Exercise: Determine the number of lines in the data that contain "tank", and write only that number.

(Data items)

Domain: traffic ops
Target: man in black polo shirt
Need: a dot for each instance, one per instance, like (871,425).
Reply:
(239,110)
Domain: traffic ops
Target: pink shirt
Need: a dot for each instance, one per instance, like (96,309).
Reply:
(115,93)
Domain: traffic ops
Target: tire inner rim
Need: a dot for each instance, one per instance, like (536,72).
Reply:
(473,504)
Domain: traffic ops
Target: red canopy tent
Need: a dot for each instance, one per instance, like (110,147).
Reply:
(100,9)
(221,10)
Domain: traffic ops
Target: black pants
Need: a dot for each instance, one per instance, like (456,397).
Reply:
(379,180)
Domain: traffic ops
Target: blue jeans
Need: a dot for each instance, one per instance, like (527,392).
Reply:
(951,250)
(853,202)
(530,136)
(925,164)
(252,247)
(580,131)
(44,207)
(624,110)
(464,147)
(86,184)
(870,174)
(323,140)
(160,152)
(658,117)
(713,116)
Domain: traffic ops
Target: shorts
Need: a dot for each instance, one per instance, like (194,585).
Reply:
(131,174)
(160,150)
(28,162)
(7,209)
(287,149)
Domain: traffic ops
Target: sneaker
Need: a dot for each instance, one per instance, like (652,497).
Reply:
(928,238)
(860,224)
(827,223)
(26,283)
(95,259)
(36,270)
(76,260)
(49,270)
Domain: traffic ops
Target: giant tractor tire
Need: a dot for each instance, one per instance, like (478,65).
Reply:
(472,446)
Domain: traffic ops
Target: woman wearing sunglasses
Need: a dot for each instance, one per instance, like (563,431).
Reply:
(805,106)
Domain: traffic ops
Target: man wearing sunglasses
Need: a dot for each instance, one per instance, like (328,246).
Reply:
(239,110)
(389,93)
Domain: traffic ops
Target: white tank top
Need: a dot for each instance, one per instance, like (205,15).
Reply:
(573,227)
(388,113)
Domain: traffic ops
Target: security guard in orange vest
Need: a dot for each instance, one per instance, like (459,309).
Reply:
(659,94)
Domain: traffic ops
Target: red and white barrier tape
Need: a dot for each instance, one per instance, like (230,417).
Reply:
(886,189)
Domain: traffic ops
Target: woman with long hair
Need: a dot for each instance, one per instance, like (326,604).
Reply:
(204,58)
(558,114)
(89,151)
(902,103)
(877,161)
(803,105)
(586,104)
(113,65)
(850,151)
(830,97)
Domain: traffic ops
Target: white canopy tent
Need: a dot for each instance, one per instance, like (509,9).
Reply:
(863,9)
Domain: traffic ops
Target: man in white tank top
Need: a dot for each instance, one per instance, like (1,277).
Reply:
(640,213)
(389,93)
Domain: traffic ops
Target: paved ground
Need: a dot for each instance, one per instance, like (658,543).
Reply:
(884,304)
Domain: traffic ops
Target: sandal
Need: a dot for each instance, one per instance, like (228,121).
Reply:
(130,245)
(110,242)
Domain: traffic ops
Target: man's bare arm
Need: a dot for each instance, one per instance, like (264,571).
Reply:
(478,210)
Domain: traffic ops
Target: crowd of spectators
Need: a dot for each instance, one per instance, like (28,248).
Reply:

Task solution: 2